(WORK ORDER): Starting at the line that holds "Target: red roof" and stopping at the line that holds "point(612, 378)", restate the records below word for word, with both of those lines included.

(STUDY MATERIAL):
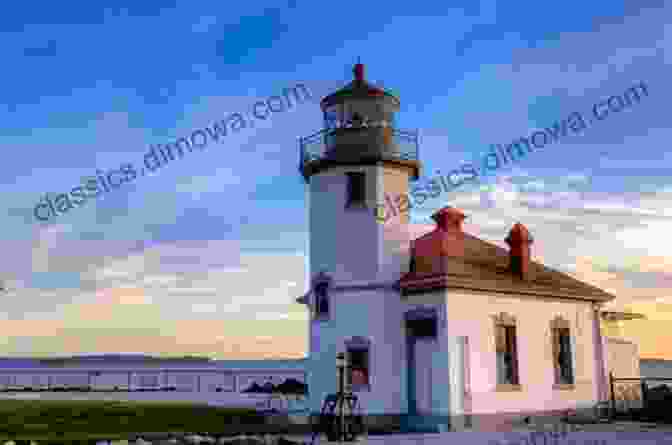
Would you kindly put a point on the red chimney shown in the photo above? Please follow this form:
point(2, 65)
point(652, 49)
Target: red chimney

--

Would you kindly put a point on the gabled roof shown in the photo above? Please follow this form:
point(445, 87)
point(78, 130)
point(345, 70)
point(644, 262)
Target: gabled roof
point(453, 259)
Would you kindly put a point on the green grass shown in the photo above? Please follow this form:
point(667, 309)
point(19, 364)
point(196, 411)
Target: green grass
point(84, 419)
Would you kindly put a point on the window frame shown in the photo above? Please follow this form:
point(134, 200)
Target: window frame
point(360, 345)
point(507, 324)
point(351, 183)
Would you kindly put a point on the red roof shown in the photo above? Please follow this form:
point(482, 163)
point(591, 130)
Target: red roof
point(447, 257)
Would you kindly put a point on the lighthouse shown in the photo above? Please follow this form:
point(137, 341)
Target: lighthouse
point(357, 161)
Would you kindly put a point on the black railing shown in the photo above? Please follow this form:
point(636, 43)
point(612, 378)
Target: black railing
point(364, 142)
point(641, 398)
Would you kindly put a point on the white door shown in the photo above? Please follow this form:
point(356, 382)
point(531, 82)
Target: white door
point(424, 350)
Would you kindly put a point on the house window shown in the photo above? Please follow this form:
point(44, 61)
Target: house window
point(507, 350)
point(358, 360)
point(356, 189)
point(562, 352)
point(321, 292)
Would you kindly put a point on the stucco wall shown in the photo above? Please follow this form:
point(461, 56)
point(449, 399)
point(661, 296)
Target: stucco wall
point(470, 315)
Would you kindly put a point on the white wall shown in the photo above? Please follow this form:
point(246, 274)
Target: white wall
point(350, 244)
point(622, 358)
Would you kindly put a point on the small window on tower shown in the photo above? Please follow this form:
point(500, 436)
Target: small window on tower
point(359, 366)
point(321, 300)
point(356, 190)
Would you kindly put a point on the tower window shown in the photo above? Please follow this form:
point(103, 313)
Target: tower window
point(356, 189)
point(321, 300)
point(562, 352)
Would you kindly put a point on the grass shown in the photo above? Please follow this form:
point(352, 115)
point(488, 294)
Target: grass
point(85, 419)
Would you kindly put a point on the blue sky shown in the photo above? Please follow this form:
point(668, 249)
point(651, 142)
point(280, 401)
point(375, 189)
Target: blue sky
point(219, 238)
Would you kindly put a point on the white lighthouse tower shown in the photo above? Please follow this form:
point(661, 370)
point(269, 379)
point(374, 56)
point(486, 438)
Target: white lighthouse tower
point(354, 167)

(TASK ANSWER):
Target: red roof
point(447, 257)
Would you kindly put a point on the lighthouse shown in the photo above? Please follow this form:
point(137, 341)
Target: lighthouse
point(357, 161)
Would you kindly put a point on the black railing shown in the photo above? Please follow this form:
point(636, 43)
point(612, 378)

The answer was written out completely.